**** Text segment ****
Voice Magazine / Stories / 2017 Spring / Kevin Marshall
Kevin Marshall

Kevin Marshall

I am encouraged and comforted each day as I stroll about our diverse, yet integrated landscapes of academic life at the University of La Verne.

I am encouraged and comforted each day as I stroll about our diverse, yet integrated landscapes of academic life at the University of La Verne. Each week reminds me that the work we do is important and relevant to the future. For this, I am blessed.

It is inspiring to witness our students share and live our mission. When we live and breathe our underlying values of life-long learning, ethical reasoning and decision-making, diversity and inclusivity, and community and civic engagement, we create experiences vibrating with educational magic and growth.

These vibrations fuel an impactful La Verne Experience that makes lasting transformational differences.

I have witnessed this as a professor of law, economics, and statistics; as a co-director of the La Verne Experience; and now as an associate dean. And while I could share with you pages of anecdotes, let me share one of my most recent observations that has impressed me with optimism and hope.

Despite the polarization that is plaguing the public discourse and haunting our communities, our students and faculty have found ways of building bridges that nurture the many core values for which our university stands. Twelve College of Law students took the OneJustice Bus to Bakersfield, Calif. on March 7.

The OneJustice program, which has been around for more than 30 years, brings attorneys and law student volunteers to rural and isolated areas to set up free legal clinics for low-income Californians. It helps veterans, senior citizens, disabled children, immigrants, and more.
**** Recorded data ****
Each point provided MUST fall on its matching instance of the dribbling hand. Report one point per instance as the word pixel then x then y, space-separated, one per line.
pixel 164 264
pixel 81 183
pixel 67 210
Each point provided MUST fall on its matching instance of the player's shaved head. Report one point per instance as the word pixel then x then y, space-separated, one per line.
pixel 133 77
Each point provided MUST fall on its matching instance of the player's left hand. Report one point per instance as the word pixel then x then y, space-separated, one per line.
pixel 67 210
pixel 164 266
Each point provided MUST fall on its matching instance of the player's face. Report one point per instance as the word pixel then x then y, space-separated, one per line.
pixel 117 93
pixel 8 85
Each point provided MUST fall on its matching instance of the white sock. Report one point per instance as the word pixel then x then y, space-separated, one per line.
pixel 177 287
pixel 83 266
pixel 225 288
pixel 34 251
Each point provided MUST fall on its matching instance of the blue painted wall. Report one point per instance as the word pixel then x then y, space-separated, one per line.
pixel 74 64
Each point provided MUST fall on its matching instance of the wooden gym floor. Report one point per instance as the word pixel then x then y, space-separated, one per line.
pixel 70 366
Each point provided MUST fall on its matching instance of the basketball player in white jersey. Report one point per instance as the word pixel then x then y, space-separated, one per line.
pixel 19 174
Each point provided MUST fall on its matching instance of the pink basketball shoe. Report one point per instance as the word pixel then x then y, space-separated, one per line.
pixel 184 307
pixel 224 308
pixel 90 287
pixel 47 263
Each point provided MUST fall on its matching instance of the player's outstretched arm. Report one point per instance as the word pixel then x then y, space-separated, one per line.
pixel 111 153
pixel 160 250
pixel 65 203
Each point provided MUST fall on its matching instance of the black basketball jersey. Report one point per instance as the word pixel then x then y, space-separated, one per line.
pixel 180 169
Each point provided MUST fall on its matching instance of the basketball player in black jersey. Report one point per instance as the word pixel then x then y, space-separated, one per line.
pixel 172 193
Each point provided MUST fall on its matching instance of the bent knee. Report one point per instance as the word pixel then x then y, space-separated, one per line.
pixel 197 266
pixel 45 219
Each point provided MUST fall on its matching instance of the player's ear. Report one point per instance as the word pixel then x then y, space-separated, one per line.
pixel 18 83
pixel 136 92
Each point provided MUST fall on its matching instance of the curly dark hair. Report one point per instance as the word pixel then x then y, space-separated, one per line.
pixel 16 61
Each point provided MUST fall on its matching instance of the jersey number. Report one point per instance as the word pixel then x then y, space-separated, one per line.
****
**What to do**
(a) Answer these questions about the Voice Magazine piece:
(i) Which roles does the writer say they have held at the University of La Verne?
(ii) How many College of Law students took the OneJustice Bus, and to which city?
(iii) For how long has the OneJustice program been around?
(b) Pick up the Voice Magazine piece after its final sentence and carry it forward.

**Solved problems**
(a)
(i) Professor of law, economics, and statistics; co-director of the La Verne Experience; and now associate dean.
(ii) Twelve students, to Bakersfield, Calif.
(iii) More than 30 years.

(b)
OneJustice shares our mission in that it builds champions of social justice. Our students helped more than 20 disenfranchised residents who sought revisions to their criminal records under California Proposition 47, which reduced non-violent crimes to misdemeanors.

The students returned transformed and empowered. Their shared experience was real and raw. It demonstrated that the rule of law has important implications and consequences; that it can both positively and negatively impact the lives of our fellow citizens; that it can serve and protect; and that it can marginalize and oppress.

Our students came home realizing that the law indeed matters, and within our system of justice, all of our dreams and aspirations are at stake. Perhaps most importantly, they realized that they have the potential and responsibility to make a meaningful difference.

At the University of La Verne, difference making is our legacy. And I am happy to be a part of it.